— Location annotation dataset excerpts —
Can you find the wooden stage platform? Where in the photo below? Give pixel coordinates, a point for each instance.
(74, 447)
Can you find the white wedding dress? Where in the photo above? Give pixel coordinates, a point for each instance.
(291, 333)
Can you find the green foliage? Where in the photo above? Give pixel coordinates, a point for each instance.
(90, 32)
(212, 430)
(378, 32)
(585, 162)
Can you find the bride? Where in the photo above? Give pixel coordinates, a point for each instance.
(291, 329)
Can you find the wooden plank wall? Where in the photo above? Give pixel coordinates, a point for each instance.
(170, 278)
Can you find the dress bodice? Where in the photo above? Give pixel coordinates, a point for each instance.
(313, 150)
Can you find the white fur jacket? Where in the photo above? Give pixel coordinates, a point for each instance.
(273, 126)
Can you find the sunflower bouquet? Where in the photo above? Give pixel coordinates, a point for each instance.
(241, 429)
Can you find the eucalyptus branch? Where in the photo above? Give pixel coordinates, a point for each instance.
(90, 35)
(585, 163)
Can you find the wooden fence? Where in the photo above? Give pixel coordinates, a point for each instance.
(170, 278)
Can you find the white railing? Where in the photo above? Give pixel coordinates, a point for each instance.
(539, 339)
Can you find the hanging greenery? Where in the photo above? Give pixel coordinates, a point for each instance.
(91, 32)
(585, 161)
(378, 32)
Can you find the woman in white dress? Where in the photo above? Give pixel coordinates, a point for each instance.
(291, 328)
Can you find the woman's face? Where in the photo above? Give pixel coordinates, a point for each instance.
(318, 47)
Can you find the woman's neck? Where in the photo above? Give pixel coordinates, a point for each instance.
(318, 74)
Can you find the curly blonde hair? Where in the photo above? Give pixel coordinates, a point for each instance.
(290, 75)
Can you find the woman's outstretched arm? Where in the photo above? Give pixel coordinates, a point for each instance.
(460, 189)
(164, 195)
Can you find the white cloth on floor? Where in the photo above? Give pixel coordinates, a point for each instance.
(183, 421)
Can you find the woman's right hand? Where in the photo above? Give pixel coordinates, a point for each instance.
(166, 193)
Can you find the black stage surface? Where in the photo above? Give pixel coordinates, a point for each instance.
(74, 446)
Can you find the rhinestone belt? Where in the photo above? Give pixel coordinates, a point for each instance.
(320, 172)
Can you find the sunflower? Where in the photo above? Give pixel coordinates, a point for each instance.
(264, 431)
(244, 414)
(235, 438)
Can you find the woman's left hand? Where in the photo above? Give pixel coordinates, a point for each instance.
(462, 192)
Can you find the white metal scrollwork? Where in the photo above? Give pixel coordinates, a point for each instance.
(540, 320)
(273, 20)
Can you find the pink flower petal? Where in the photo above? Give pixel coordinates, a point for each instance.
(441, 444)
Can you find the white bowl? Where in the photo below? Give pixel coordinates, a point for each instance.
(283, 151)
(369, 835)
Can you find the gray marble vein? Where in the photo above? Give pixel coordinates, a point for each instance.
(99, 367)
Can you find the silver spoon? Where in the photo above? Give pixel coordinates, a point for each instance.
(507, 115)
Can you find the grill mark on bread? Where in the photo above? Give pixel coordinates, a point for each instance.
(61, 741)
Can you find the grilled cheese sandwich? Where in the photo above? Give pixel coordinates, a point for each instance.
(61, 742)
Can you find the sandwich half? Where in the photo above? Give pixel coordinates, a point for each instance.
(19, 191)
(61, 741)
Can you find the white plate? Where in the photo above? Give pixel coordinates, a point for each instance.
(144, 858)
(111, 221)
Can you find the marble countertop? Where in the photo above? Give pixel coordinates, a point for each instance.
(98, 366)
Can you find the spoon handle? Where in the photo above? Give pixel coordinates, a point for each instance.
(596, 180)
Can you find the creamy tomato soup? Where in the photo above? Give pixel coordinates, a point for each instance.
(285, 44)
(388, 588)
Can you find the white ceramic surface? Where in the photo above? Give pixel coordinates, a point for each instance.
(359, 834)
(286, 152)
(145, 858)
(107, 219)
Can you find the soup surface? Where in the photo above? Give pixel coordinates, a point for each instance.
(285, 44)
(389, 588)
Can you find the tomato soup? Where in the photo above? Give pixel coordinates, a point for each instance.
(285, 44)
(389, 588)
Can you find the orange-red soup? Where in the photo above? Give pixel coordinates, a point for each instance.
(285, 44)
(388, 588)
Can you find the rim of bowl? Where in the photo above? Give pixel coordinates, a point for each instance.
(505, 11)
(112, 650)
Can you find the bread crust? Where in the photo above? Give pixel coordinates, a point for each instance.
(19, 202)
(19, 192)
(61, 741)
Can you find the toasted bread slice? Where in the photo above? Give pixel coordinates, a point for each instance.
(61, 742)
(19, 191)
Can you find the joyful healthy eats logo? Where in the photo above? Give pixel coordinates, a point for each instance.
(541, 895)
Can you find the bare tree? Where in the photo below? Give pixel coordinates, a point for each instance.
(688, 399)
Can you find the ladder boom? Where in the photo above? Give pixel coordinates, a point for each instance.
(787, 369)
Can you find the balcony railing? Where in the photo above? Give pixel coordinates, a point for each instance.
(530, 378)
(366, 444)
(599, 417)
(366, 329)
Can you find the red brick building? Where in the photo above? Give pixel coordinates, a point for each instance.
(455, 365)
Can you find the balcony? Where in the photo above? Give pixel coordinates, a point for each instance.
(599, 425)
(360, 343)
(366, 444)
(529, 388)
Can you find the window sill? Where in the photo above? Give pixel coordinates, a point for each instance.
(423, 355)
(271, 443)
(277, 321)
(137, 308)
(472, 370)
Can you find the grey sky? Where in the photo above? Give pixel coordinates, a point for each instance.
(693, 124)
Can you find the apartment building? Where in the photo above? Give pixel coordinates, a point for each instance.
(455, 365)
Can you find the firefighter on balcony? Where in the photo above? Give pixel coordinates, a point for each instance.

— AIM —
Using the material above, extract the line that contains "Can you find the orange-red" and every line after it, exactly as given; stop at the last line.

— OUTPUT OF THE TASK —
Can you find the orange-red soup? Where in the photo above? Give pixel coordinates, a point for each instance.
(285, 44)
(388, 588)
Can you find the rim of bowl? Where in the photo above? Give pixel coordinates, a point for each instance.
(505, 11)
(112, 650)
Can you find the bread crust? Where in the photo above? Give pixel coordinates, a point for each instance.
(19, 202)
(19, 192)
(61, 741)
Can you find the toasted bread slice? Where in the photo above? Give pixel coordinates, a point for each instance.
(61, 742)
(19, 191)
Can you find the joyful healthy eats logo? Where in the photo above? Give pixel coordinates, a point for each instance.
(541, 895)
Can you find the bare tree? Where in the photo below? Give pixel coordinates, a point for each instance.
(688, 399)
Can you find the ladder boom? Where in the photo above? Give pixel coordinates, a point for each instance.
(787, 369)
Can you find the balcony railing? Where in the photo above? Give pixel coordinates, a point for each instance.
(530, 378)
(366, 444)
(599, 417)
(366, 329)
Can you find the red brick building? Where in the photo above? Give pixel coordinates, a point for each instance.
(455, 365)
Can you find the balcony? Where in the photo above? Give pixel coordinates, a point for each instance.
(599, 425)
(360, 343)
(366, 444)
(529, 388)
Can you find the window sill? Where in the photo above? Give pixel coordinates, a point for each instance.
(423, 355)
(271, 443)
(277, 321)
(137, 308)
(472, 370)
Can you find the grey sky? Where in the photo above? Give pixel coordinates, a point for each instance.
(693, 124)
Can you find the apartment building? Where in the photo above? Give pixel coordinates, a point for each instance.
(455, 365)
Can you find the firefighter on balcony? Where in the photo above? Give pixel coordinates, a point for each instance.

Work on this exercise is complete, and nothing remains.